What you need to do
Rewrite the listing from the line containing "In this exercise you will mark each instance of the ornate" up to and including the line containing "(1247, 736)", replacing "wrought iron" with "cast iron" and leaving everything else unchanged. Give only those lines.

Provided material
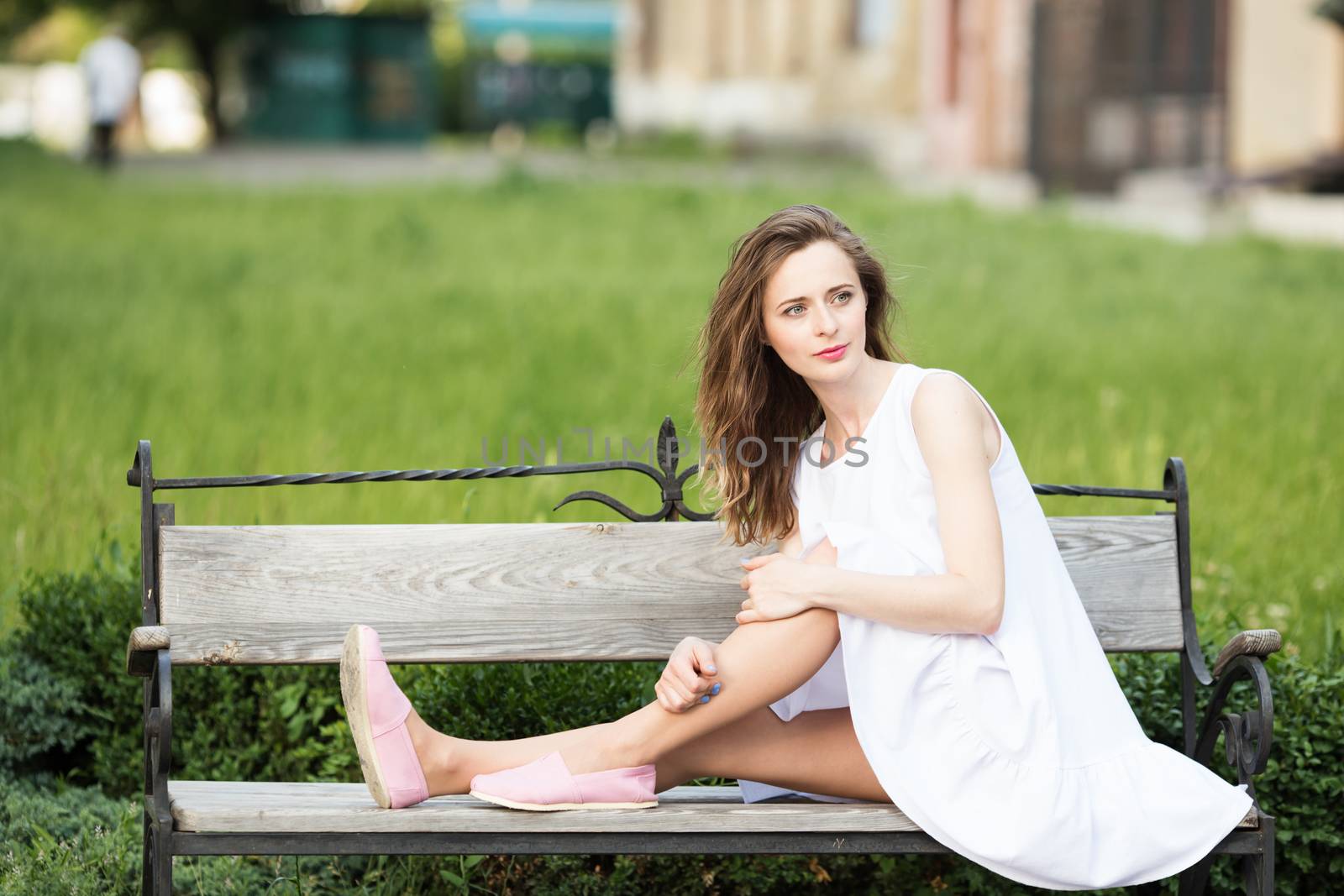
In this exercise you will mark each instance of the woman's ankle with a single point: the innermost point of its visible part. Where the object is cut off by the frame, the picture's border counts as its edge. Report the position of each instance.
(438, 757)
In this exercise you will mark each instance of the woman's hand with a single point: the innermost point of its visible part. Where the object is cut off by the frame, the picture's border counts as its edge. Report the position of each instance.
(781, 586)
(689, 678)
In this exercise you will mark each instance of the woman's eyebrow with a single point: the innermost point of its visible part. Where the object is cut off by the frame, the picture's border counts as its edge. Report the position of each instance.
(803, 298)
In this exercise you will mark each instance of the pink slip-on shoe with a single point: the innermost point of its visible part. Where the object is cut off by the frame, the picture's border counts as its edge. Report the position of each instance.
(376, 711)
(546, 785)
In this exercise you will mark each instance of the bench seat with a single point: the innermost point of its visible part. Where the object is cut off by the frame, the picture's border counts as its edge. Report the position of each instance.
(235, 806)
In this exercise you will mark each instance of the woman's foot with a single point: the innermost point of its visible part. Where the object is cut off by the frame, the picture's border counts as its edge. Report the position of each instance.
(549, 785)
(376, 711)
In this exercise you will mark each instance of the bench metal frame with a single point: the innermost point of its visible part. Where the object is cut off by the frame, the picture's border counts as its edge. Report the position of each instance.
(1247, 735)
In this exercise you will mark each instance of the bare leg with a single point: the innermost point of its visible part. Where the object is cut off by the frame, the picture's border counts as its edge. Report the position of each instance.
(753, 676)
(748, 665)
(816, 752)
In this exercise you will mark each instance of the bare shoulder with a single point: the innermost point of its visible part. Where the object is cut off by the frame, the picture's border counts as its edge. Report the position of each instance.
(951, 422)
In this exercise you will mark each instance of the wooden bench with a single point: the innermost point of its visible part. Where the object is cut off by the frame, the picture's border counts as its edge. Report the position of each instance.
(581, 591)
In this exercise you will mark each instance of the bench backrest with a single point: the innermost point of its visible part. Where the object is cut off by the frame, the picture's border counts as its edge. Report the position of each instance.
(553, 591)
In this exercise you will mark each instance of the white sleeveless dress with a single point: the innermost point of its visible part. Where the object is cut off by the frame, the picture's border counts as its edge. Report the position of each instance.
(1016, 750)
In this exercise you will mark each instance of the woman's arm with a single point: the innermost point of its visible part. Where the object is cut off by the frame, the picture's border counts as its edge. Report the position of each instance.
(958, 441)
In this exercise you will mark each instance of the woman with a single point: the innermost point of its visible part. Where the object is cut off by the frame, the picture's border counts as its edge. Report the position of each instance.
(917, 640)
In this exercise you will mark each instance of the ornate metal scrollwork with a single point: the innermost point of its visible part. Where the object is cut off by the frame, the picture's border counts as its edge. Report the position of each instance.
(1247, 735)
(667, 452)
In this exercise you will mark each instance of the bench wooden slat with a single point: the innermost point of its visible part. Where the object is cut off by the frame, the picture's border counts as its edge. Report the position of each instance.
(481, 593)
(233, 806)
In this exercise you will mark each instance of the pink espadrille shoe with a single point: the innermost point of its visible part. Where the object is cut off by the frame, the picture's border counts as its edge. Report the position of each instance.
(546, 785)
(376, 711)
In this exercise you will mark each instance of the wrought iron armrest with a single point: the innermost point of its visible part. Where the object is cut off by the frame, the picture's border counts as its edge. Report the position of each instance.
(1258, 642)
(158, 736)
(143, 647)
(1247, 736)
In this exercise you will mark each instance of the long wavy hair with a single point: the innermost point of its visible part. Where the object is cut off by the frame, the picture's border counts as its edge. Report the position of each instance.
(748, 396)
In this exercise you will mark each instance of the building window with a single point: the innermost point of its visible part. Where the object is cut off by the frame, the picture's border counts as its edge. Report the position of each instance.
(871, 20)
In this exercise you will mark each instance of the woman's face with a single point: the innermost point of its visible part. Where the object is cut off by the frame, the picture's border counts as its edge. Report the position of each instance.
(813, 302)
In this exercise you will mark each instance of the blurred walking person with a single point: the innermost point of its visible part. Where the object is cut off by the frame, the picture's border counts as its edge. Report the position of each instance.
(112, 69)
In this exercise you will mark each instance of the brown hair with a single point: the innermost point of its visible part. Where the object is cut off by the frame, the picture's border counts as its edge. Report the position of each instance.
(748, 396)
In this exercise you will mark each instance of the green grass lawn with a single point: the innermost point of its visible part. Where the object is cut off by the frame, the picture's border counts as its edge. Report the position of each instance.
(313, 329)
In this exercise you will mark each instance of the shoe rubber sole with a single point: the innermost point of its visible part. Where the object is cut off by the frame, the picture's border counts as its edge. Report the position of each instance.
(501, 801)
(354, 692)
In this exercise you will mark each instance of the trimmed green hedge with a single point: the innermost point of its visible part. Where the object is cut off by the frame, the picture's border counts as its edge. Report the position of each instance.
(71, 757)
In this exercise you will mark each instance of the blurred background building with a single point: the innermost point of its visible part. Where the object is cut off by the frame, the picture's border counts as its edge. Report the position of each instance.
(1136, 100)
(1074, 94)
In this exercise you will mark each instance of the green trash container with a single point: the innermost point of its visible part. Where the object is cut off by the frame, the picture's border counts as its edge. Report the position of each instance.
(340, 78)
(396, 80)
(302, 80)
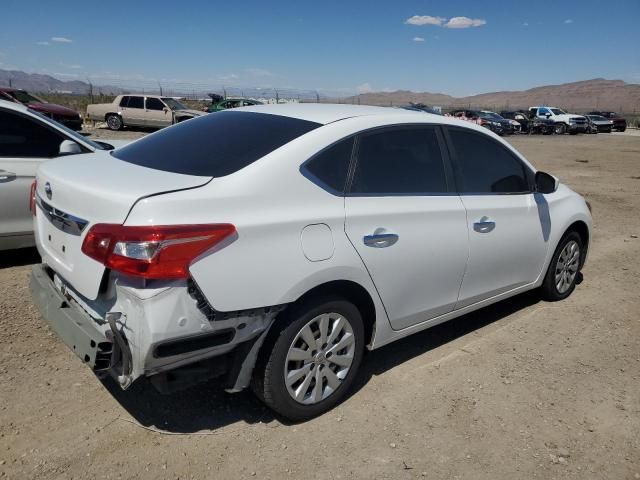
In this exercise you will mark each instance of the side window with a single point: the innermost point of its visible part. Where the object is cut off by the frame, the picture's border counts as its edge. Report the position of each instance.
(136, 102)
(21, 136)
(154, 104)
(399, 161)
(482, 165)
(329, 167)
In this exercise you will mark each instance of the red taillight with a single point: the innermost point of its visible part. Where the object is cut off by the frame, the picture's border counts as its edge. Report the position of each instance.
(154, 251)
(32, 197)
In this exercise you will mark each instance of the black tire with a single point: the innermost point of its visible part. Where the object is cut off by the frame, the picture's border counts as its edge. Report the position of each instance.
(269, 374)
(550, 291)
(114, 122)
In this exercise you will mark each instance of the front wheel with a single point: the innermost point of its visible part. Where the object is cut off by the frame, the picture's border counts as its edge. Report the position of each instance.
(309, 364)
(560, 279)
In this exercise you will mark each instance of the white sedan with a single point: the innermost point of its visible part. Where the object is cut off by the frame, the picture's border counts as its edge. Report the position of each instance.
(27, 138)
(270, 245)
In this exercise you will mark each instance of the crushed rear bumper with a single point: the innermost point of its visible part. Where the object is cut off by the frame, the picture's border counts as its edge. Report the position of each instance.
(74, 327)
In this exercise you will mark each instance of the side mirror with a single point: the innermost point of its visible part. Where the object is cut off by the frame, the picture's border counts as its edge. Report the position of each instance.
(68, 147)
(545, 183)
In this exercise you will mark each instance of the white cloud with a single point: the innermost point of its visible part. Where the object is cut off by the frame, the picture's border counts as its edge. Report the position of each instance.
(425, 20)
(453, 22)
(259, 72)
(365, 88)
(464, 22)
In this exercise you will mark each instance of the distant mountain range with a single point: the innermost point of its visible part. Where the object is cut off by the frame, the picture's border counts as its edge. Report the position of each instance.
(596, 94)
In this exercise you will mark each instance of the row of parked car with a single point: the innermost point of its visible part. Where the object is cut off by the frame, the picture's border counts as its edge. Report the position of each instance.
(537, 120)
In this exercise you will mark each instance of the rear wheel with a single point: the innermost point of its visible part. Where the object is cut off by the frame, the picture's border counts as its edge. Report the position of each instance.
(114, 122)
(309, 364)
(560, 279)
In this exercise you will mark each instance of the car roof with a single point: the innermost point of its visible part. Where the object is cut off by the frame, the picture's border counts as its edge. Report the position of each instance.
(13, 105)
(324, 113)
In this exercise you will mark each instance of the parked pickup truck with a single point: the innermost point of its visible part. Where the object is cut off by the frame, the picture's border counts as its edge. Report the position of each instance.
(140, 111)
(564, 122)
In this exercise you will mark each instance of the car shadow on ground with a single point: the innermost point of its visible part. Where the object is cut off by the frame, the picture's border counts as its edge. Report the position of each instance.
(19, 257)
(206, 407)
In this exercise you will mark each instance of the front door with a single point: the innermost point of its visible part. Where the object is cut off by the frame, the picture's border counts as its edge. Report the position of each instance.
(133, 112)
(406, 224)
(508, 224)
(157, 114)
(24, 144)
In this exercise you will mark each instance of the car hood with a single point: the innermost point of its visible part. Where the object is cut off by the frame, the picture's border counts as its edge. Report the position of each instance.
(53, 108)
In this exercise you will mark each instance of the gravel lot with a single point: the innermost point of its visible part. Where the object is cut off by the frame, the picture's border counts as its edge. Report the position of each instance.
(523, 389)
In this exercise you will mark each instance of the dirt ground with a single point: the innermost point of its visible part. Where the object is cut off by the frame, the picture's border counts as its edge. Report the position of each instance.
(520, 390)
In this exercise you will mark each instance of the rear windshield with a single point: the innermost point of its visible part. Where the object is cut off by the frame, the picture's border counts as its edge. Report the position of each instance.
(216, 144)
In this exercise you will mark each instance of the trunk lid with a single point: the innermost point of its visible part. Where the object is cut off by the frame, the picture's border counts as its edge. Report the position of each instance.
(78, 191)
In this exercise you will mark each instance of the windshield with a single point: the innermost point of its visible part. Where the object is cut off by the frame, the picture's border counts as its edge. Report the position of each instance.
(71, 133)
(24, 97)
(173, 104)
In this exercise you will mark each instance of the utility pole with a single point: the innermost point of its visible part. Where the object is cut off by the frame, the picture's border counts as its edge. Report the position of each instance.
(90, 89)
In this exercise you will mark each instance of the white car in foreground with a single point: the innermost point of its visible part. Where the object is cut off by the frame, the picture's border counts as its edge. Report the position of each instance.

The output
In this exercise you will mark each instance of the ornate metal scrollwork with a single point: the innermost point of its visible part. Where the object is cut off by the frame, the picture's border counts as its edge. Report the position of each instance.
(1247, 735)
(667, 452)
In this exercise you will mark each instance of the bench wooden slat with a single point: the innermost point of its visible part. Where the object is cut off by the frame, the picture's border counts as its edge. Report the position of each instance.
(481, 593)
(233, 806)
In this exercise you will mark each instance of the pink espadrille shoe with a single point: the innermost point of its visible part. Where the object is cut off by the frame, the picture's border counts as its edge. Report the position of each instance.
(546, 785)
(376, 711)
In this exercise you will mark each instance of the cast iron armrest with a single point: the innermost point of its visible part. Where the object is cut off by the frame, the picture's border counts as its edge. Report the position of each instance.
(1258, 642)
(158, 736)
(143, 647)
(1247, 736)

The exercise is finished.